— START —

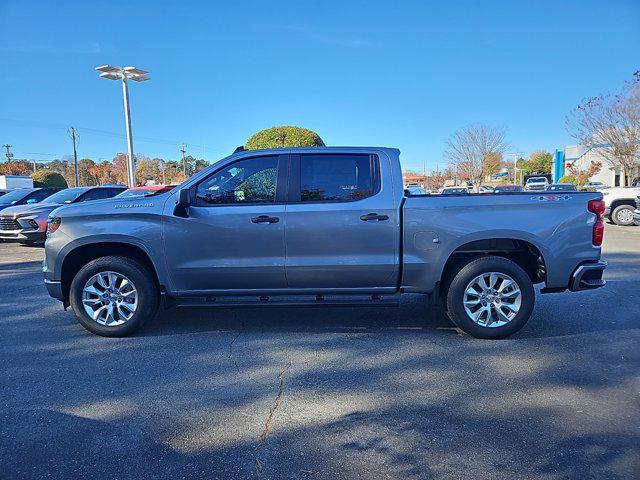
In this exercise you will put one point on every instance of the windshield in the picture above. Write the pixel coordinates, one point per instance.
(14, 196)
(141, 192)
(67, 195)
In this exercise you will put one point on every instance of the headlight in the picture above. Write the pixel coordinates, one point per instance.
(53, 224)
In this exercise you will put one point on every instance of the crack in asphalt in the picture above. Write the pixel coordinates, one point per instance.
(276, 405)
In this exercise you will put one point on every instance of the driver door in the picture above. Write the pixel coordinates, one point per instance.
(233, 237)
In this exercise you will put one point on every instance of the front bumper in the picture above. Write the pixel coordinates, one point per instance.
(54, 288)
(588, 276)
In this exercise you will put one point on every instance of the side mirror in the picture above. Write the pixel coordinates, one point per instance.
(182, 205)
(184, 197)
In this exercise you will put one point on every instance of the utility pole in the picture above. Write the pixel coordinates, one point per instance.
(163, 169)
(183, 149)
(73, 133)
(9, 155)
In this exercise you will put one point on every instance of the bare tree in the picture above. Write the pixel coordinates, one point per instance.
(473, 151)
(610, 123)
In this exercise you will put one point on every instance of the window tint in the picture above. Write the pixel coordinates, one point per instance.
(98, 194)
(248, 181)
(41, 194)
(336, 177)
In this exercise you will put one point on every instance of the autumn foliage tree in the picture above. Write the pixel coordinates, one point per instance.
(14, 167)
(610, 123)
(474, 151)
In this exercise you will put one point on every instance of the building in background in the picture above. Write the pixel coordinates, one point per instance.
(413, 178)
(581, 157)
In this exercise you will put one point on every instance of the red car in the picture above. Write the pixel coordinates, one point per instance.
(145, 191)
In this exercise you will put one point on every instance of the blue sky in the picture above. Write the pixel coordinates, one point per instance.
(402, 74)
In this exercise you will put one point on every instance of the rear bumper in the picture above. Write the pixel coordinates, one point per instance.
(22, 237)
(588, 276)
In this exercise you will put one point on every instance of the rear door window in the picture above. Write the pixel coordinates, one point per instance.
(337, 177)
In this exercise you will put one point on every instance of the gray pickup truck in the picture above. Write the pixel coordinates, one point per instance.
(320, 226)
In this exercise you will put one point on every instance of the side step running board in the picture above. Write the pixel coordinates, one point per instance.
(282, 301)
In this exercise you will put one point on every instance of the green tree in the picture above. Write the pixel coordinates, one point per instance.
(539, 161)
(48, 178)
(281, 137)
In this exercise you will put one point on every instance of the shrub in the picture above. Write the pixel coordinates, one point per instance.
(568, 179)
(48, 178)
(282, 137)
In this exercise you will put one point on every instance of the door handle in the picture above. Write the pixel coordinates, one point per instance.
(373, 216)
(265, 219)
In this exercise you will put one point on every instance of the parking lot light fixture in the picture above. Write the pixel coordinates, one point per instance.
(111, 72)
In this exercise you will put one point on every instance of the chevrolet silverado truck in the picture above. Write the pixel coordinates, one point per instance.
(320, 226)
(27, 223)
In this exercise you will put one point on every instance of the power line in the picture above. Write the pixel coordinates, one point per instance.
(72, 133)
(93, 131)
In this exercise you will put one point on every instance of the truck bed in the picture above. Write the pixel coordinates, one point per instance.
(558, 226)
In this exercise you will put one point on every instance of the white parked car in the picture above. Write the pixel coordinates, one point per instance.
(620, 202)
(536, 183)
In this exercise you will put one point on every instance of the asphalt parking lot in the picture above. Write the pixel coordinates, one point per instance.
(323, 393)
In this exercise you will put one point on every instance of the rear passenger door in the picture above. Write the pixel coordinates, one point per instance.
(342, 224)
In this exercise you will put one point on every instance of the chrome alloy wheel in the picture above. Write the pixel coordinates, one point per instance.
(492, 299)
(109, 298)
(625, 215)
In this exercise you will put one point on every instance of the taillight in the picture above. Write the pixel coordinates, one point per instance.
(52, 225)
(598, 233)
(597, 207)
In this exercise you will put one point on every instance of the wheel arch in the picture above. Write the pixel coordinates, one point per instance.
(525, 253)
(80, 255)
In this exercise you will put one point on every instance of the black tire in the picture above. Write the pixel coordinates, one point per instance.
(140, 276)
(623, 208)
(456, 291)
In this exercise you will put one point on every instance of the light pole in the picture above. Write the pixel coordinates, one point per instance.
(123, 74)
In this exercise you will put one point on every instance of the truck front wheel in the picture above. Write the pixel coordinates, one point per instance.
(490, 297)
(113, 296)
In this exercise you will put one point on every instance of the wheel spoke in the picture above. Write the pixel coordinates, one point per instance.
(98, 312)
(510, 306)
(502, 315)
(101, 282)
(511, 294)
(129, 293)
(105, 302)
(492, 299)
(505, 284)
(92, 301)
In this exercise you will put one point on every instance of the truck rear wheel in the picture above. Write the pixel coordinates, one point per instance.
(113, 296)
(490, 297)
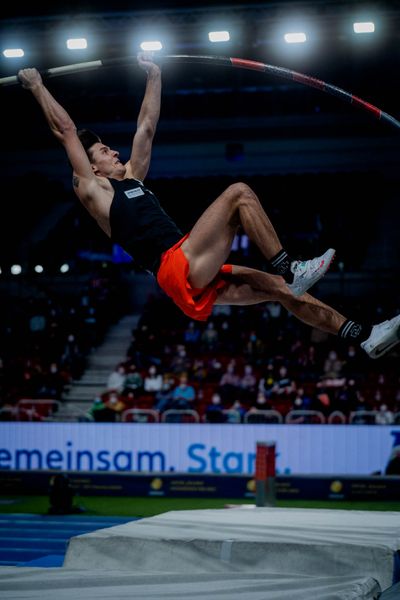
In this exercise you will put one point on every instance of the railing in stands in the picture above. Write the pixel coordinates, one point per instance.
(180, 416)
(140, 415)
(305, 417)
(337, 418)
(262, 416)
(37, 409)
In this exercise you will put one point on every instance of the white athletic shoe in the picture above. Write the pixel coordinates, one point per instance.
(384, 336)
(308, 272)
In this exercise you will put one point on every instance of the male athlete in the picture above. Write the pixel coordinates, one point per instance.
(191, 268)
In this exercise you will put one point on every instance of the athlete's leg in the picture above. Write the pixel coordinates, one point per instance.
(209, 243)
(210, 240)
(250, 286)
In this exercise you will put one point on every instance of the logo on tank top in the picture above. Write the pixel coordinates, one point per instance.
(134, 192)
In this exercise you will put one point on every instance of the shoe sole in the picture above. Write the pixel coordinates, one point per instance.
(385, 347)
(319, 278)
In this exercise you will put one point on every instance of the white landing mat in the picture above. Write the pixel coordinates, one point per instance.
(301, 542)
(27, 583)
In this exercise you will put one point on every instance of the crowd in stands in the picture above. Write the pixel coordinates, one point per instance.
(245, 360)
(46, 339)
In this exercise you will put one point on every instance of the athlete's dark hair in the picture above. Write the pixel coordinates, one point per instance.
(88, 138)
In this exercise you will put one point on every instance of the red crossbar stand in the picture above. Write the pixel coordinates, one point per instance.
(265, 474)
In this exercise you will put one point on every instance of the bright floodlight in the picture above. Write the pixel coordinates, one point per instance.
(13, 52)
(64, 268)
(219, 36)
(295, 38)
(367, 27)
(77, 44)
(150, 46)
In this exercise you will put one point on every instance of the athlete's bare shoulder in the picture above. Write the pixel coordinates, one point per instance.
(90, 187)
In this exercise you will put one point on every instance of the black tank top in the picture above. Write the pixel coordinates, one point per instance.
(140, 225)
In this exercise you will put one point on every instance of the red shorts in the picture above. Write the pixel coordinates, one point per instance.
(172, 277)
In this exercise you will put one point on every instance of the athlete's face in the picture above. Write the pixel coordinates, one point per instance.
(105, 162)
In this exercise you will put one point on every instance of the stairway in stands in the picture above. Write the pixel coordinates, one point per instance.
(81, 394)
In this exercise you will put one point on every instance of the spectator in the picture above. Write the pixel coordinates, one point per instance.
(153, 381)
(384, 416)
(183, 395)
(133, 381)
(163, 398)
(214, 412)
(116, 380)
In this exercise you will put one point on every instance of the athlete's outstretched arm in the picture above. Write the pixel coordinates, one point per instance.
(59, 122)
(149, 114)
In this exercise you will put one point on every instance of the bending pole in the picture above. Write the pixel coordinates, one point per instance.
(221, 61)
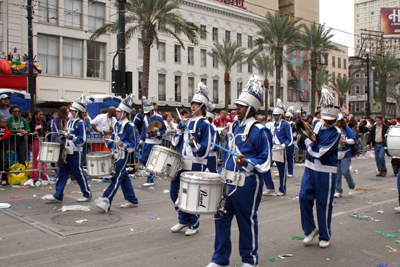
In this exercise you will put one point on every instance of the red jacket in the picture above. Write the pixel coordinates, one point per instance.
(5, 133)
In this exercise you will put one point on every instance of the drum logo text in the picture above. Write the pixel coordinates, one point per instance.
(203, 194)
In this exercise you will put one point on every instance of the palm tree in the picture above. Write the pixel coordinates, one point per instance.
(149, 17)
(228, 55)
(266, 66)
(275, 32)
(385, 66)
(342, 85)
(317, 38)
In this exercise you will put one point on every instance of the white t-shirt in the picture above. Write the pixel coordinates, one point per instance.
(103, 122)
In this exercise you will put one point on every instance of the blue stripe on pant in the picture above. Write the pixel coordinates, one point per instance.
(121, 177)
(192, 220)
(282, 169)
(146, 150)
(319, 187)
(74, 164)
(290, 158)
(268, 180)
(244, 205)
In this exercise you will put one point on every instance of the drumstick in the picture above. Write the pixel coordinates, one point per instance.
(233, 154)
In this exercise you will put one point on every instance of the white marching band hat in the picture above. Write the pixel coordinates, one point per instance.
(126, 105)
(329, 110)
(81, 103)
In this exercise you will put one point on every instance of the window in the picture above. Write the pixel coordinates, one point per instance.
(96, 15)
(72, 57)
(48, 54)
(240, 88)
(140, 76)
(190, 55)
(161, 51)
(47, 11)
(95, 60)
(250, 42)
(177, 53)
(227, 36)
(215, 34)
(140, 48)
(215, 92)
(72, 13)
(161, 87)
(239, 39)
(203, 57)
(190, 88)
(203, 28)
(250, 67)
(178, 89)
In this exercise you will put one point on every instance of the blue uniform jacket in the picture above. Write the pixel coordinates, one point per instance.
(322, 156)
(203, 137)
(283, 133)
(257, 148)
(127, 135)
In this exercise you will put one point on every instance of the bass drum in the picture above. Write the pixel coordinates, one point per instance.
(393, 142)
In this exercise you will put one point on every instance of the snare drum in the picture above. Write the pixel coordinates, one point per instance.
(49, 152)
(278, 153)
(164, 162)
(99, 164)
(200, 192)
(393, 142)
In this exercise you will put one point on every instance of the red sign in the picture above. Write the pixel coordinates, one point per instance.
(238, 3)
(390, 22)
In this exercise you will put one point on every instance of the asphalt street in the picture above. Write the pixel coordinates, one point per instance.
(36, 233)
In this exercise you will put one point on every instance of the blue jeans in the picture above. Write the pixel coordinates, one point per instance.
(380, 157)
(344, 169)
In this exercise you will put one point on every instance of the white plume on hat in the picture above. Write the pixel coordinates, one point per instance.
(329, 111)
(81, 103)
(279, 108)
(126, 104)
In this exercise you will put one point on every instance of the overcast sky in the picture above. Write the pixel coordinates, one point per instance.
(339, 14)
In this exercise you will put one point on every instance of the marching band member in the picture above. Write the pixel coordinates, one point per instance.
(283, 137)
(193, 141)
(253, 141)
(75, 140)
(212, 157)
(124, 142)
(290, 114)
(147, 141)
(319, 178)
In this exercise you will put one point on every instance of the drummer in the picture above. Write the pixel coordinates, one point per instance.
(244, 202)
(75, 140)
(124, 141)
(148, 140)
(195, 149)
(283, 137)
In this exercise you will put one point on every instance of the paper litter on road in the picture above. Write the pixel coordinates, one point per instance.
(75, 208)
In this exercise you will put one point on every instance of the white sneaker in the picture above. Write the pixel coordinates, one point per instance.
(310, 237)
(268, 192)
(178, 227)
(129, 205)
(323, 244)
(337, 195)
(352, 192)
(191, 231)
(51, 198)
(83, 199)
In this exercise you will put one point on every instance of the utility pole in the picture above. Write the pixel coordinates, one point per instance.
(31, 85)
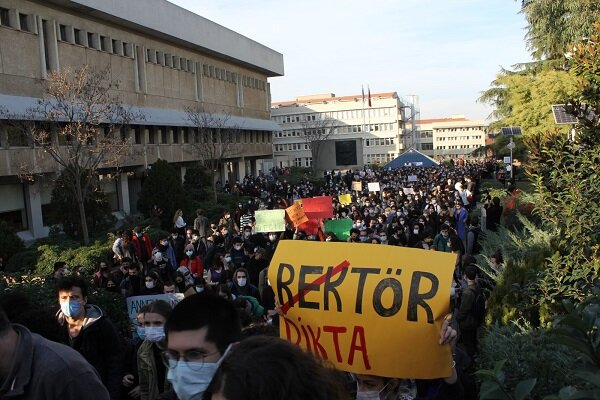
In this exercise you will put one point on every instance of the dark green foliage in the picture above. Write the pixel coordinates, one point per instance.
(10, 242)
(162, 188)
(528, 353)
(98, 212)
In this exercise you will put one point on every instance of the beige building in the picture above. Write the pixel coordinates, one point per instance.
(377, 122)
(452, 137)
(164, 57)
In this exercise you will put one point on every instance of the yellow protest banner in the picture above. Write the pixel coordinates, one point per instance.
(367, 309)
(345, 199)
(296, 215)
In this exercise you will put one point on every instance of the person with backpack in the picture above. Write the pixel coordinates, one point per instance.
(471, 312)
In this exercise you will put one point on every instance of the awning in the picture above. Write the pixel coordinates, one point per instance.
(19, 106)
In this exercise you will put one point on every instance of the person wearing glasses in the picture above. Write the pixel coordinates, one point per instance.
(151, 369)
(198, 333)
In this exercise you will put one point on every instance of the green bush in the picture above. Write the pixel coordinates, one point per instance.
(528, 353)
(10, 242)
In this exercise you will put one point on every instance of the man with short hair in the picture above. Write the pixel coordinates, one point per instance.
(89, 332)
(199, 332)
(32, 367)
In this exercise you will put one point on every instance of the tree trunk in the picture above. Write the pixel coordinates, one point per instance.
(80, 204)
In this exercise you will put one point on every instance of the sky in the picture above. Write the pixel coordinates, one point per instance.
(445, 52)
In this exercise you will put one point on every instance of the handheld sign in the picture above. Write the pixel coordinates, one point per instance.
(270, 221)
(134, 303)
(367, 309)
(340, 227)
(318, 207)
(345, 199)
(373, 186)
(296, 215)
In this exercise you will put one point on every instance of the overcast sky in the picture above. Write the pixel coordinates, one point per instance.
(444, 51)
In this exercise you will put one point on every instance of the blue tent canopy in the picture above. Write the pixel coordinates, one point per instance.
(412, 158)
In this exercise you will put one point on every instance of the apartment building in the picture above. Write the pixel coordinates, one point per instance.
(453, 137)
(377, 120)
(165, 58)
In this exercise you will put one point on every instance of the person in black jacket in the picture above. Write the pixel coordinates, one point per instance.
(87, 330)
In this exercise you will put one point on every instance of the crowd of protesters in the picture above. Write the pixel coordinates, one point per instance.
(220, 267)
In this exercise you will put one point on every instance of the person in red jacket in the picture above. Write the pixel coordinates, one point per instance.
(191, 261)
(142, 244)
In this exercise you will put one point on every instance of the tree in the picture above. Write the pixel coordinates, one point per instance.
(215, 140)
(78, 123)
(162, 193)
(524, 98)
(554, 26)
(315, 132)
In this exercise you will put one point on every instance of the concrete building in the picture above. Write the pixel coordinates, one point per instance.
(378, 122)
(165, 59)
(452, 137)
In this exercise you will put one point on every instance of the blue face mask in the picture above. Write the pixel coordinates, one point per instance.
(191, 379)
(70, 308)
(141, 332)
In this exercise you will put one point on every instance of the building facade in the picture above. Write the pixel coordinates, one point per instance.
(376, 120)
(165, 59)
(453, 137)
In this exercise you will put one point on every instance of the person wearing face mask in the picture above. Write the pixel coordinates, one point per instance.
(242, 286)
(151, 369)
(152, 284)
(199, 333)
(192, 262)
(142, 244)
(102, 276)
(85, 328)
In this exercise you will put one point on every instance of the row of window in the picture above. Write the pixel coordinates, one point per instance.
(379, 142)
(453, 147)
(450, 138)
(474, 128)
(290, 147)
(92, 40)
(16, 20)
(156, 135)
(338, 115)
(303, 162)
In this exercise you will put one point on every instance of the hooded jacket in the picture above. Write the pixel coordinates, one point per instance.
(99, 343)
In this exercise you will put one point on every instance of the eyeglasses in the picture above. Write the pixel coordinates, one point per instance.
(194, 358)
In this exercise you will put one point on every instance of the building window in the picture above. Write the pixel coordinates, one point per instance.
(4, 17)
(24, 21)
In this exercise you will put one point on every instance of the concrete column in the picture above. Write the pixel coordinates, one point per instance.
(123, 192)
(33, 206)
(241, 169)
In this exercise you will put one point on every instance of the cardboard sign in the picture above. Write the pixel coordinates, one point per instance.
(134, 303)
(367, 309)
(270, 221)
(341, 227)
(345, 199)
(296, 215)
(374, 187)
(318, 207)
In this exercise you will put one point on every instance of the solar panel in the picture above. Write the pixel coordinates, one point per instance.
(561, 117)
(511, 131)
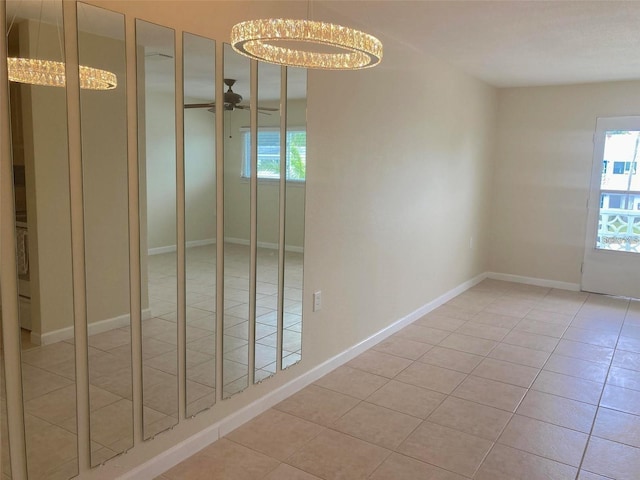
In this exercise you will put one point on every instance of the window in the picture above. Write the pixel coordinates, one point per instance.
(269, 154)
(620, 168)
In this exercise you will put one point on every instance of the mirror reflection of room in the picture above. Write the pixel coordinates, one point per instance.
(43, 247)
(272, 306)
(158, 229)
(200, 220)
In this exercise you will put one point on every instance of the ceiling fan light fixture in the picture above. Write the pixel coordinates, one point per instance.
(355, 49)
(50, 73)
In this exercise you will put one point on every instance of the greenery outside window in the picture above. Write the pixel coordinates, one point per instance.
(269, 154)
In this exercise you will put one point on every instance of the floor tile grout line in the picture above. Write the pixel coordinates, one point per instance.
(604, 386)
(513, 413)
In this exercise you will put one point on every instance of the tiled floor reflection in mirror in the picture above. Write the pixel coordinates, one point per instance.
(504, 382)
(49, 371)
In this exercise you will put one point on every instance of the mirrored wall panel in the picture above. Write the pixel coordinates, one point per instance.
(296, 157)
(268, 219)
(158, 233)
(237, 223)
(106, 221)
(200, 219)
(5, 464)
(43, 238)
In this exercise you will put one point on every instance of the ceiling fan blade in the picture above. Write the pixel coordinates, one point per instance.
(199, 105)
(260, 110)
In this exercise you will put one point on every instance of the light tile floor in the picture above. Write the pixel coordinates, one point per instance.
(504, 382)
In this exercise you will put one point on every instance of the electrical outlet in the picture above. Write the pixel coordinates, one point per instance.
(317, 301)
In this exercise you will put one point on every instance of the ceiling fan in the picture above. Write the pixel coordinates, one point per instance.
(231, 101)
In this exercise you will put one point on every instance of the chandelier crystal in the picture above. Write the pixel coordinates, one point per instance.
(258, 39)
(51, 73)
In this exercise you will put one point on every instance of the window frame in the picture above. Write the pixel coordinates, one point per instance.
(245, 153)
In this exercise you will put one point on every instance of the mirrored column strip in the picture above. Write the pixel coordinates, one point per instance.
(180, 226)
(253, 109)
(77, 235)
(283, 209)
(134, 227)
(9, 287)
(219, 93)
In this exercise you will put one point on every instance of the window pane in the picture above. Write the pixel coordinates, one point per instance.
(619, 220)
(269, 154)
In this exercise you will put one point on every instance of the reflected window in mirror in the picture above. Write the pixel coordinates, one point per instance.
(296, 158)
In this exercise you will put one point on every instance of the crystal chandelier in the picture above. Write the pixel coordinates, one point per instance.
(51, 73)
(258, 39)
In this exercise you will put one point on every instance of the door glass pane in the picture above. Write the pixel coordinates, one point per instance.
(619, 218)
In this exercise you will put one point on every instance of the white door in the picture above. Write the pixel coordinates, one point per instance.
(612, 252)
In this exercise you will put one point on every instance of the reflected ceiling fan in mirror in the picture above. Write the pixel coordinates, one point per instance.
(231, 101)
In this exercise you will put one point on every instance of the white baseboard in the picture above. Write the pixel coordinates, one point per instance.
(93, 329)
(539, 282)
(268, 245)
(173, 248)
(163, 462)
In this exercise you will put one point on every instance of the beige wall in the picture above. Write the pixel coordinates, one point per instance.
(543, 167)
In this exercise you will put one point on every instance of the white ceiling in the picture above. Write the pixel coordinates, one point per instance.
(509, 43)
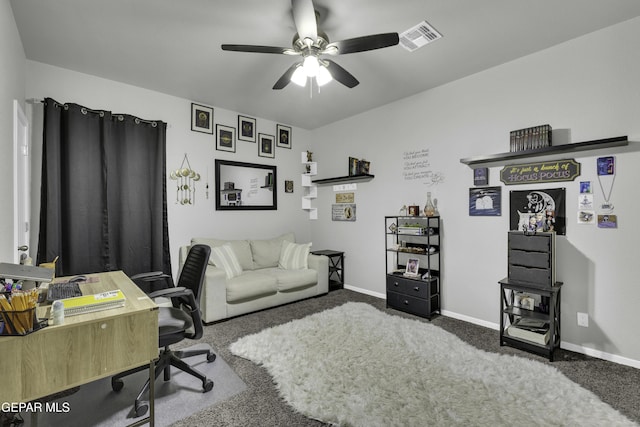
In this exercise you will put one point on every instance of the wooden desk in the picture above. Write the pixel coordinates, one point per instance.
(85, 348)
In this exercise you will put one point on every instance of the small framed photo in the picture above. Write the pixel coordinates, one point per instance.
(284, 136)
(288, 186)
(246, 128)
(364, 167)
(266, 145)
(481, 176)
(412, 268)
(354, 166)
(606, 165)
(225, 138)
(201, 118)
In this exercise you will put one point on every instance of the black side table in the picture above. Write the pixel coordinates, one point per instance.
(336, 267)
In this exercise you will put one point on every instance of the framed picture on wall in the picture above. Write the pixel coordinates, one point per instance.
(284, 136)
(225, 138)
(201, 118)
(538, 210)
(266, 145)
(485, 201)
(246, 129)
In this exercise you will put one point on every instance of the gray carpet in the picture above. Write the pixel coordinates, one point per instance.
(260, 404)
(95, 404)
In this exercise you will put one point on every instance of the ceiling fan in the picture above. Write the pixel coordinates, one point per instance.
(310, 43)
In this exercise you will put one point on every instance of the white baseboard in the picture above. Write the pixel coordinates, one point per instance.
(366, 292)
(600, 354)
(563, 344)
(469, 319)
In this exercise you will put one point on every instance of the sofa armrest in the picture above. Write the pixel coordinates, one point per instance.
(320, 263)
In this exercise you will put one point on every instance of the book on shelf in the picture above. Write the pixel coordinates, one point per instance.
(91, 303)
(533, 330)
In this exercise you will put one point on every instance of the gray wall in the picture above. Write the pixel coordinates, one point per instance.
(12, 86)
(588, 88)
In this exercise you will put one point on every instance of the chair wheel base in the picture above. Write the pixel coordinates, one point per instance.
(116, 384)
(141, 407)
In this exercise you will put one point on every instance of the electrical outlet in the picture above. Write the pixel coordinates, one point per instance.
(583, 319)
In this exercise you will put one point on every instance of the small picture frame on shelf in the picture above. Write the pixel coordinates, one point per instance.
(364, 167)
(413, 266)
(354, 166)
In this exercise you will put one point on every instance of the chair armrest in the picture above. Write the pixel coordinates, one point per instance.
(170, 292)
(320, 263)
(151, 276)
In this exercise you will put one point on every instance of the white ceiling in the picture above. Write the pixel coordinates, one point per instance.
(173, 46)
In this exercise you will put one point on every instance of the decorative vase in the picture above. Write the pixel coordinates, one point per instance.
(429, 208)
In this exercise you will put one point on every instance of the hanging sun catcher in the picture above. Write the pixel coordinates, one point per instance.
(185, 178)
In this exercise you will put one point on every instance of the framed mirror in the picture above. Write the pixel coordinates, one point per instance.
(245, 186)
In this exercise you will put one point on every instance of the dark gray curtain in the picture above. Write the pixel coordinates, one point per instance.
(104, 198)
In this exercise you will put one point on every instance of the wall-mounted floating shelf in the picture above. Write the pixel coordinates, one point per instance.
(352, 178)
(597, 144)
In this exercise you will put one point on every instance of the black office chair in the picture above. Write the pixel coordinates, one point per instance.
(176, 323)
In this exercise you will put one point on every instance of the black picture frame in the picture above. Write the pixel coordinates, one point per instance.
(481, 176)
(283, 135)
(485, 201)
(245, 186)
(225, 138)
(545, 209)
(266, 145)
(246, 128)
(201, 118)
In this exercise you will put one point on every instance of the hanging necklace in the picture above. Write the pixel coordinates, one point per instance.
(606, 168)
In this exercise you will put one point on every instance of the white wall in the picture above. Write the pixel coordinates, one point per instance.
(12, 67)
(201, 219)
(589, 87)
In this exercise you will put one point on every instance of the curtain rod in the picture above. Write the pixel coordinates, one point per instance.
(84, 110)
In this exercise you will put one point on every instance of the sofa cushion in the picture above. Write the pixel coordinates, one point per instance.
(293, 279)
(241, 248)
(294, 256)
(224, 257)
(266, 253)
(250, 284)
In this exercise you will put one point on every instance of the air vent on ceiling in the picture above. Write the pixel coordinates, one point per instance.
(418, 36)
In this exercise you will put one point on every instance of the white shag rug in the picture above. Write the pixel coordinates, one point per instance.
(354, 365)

— END —

Write out once more the lines above beginning at the line with "the hanging sun"; continue through the final line and stop there.

In this exercise you will put one point on every instance of the hanging sun catcher in the picture above. Write the pixel coordinates, one point per instance.
(185, 178)
In this exercise you will put one point on every instance of the framed mirror in the picture above. Write the pixel coordinates, one point per instance.
(245, 186)
In this exercise you will put one point on every instance of the dark gray curtain in the picture above. Write the pixel coordinates, one point per instance.
(104, 198)
In this exercise you will put one point on every instance of the wall-mounted floating shelf in the picture above. Write the pixel coordinates, one point per instance.
(352, 178)
(597, 144)
In this exercise you will put one point on every instance of the black office chair in the picture above. Write the pixel coordinates, one point per instance.
(176, 323)
In this exercise you will put one point on every instance of the black picture frame in the picture above. Write the pixel coordinates, one point per instance.
(481, 176)
(283, 135)
(485, 201)
(245, 186)
(225, 138)
(545, 209)
(266, 145)
(246, 128)
(201, 118)
In this exercise you will put one point on every instance of the hanging necklace in the picture above. Write the pixel coordinates, one point per instance.
(606, 168)
In this exercise you will put one point on every instance of the white wall in the picture above. Write the pixel coordinates, one point per instance.
(12, 67)
(201, 219)
(589, 87)
In this exercise you will put one point on every instance of the curtain rod in the picture above. Write the pixel coordinates, one point per instance.
(84, 110)
In this exercise you will put one point on every instance of the sofa cushion in the picture above. Write the pixel coordinates, one point per instance.
(293, 279)
(241, 248)
(294, 256)
(224, 257)
(266, 253)
(250, 284)
In this exercise you will put one point on every instance of the air vent on ceiling in the picture above. Write the pixel coordinates, one point per instance.
(418, 36)
In this exercise you will put one point on every instance of the white shag rug in the picture above. Write the pixel coordinates, one point per instance.
(354, 365)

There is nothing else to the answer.